#### Tasks and exercises
1 > Answer these questions using the abstract on biopolymer-patterned nanoparticle deposition.
(a) What number does the abstract give for its poster presentation?
(b) Which four natural biominerals does it list as examples?
(c) Which organism produces the sponge-like hydrophilic form of cellulose that it names?
2 > Continue the abstract on biopolymer-patterned nanoparticle deposition from the point where it ends.

Poster Presentation 2-26
Biopolymer-Patterned Nanoparticle Deposition
S. A. Hutchens,3 H. M. O’Neill,1,2* B. R.
Evans,2 J. Y. Howe4 and M.Z. Martin5
1Department of Biochemistry &
Molecular & Cellular Biology
2Chemical Sciences Division
Phone: (865)574-5004
Fax:
(865)574-1275
E-mail: oneillhm@ornl.gov
3Department of Biomedical Engineering,
4Metals and Ceramics Division,
5Environmental Sciences Division,
Spatial constraints, high localized concentrations, targeted
catalysis, and specific crystallization initiation sites are key determining
factors in the formation of natural biominerals such
as bone, shell, phytoliths, and diatomaceous
silica. To successfully carry out biomimetic formation of nanopatterned
minerals and metals, these properties must be replicated under controlled
conditions. The biopolymer cellulose,
particularly in the sponge-like hydrophilic form produced by Gluconoacetobacter
spp., provides a suitable matrix for the
nucleation and deposition of a number of minerals and metals that are of
interest for technological applications.

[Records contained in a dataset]

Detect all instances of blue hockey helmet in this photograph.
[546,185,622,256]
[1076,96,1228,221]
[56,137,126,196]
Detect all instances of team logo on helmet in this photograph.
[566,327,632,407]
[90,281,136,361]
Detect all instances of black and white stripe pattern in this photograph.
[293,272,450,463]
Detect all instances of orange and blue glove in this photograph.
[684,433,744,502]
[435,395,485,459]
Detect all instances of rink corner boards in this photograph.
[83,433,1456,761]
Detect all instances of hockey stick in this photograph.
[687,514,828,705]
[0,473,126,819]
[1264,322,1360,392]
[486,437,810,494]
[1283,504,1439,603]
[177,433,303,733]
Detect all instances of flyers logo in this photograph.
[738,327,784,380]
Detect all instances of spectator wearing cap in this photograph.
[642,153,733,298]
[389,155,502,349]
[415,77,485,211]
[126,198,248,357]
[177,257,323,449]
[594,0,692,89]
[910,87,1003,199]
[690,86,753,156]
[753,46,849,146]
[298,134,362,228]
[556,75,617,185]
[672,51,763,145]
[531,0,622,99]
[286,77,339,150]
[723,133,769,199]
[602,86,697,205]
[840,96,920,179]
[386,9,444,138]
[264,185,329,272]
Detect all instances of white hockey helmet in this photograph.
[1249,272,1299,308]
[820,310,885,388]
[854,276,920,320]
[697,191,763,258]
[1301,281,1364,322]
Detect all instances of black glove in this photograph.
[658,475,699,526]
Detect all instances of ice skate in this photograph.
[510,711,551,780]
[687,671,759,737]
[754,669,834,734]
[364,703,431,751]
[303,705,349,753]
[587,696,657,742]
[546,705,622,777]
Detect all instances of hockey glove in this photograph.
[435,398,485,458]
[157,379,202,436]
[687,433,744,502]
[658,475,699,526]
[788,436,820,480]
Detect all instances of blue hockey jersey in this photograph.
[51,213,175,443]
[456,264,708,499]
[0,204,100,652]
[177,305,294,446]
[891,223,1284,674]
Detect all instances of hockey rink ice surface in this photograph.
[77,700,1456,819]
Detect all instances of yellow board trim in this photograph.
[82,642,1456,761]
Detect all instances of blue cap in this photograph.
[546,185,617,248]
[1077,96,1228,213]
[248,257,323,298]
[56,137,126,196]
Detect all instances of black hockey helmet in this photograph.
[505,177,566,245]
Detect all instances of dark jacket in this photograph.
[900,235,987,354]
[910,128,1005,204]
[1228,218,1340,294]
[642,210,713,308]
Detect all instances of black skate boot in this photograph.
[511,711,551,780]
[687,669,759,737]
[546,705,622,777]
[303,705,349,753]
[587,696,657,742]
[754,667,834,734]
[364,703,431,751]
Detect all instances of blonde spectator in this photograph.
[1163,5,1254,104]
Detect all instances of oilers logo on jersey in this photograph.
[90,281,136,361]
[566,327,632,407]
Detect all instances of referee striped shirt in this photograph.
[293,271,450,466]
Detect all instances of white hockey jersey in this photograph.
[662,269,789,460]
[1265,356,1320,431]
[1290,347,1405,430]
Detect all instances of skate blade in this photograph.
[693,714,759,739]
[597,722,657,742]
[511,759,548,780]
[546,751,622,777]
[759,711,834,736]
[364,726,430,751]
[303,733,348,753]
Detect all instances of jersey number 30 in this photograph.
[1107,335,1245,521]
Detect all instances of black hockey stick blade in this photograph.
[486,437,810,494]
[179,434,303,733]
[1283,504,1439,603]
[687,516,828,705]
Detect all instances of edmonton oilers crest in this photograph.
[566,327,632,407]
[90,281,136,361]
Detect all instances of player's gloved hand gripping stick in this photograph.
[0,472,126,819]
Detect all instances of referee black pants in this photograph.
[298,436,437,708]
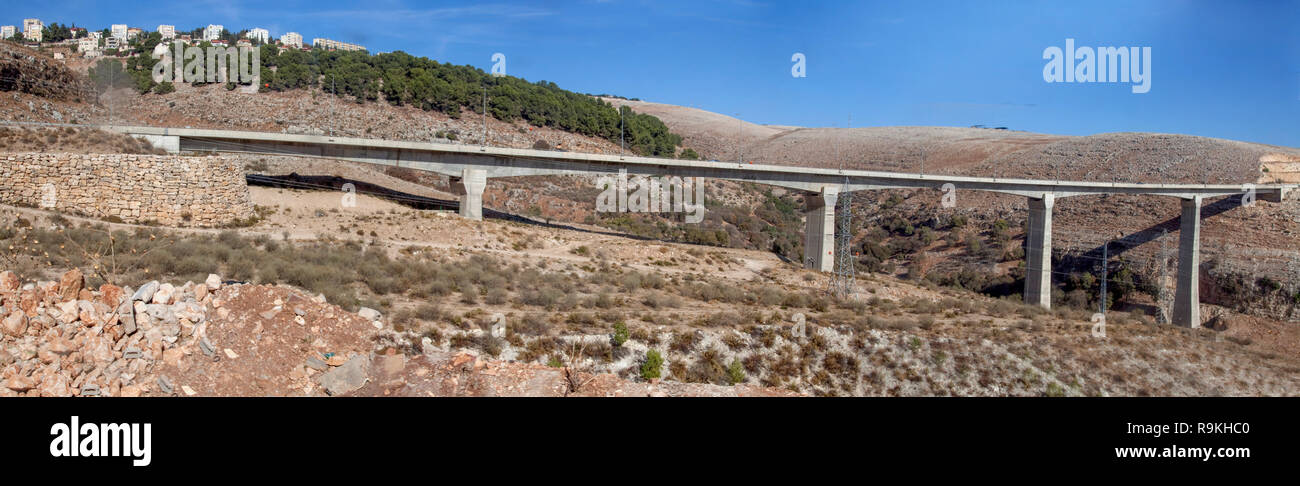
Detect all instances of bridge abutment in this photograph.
[803,186,840,272]
[1174,196,1201,329]
[1024,194,1056,309]
[451,169,488,221]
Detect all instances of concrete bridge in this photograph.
[114,126,1296,327]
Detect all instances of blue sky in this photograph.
[0,0,1300,147]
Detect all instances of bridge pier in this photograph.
[803,186,840,272]
[1024,194,1056,309]
[1174,196,1201,329]
[451,169,488,221]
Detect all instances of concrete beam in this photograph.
[131,135,181,153]
[451,169,488,221]
[1024,194,1056,309]
[100,126,1295,200]
[803,186,840,272]
[1174,196,1201,329]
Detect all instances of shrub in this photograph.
[641,350,663,379]
[485,287,510,305]
[727,360,745,385]
[610,321,628,346]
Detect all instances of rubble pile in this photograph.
[0,269,221,396]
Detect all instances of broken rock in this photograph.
[317,355,371,396]
[59,268,86,300]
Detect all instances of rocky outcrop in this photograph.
[0,43,95,101]
[0,153,254,227]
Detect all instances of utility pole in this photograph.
[736,113,745,164]
[329,73,338,138]
[1101,239,1110,314]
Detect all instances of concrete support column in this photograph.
[451,169,488,221]
[1024,194,1056,309]
[1174,196,1201,329]
[803,186,840,272]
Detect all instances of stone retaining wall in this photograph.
[0,153,254,227]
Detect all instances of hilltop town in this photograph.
[0,18,365,58]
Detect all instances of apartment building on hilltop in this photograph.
[22,18,46,42]
[203,23,226,40]
[280,32,303,49]
[312,38,365,51]
[244,27,270,44]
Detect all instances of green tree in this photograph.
[641,350,663,379]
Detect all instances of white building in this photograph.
[312,38,365,51]
[22,18,46,42]
[77,38,99,53]
[244,29,270,44]
[203,23,226,40]
[280,32,303,49]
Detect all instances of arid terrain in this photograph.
[0,41,1300,396]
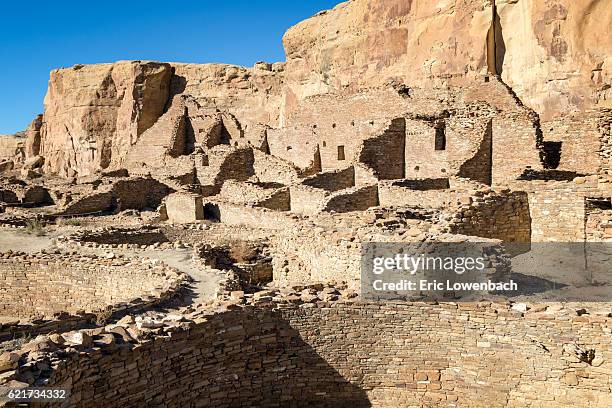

#### Answers to the exercise
1 >
(a) 2-26
(b) Bone, shell, phytoliths and diatomaceous silica
(c) Gluconoacetobacter spp.

2 >
The cellulose itself possesses hydroxyl and aldehyde
groups that can modulate and initiate particulate formation. Several types of
catalytic groups can be incorporated into the polymer backbone to enable
targeted deposition of specific materials. Serial infusions of soluble
precursors and reactants are easily carried out. Bacterial culture conditions modulate the
size, shape, porosity, and thickness of the cellulose matrix used for biopatterned deposition. The size and composition of metal
and ceramic particles formed within the cellulose matrix can be readily
determined by tunneling electron microscopy (TEM), infrared spectroscopy (IR),
laser-induced breakdown spectroscopy (LIBS), and X-ray diffraction. Specific examples include deposition of
crystalline palladium nanoparticles and formation of
pure calcium deficient hydroxyapatite.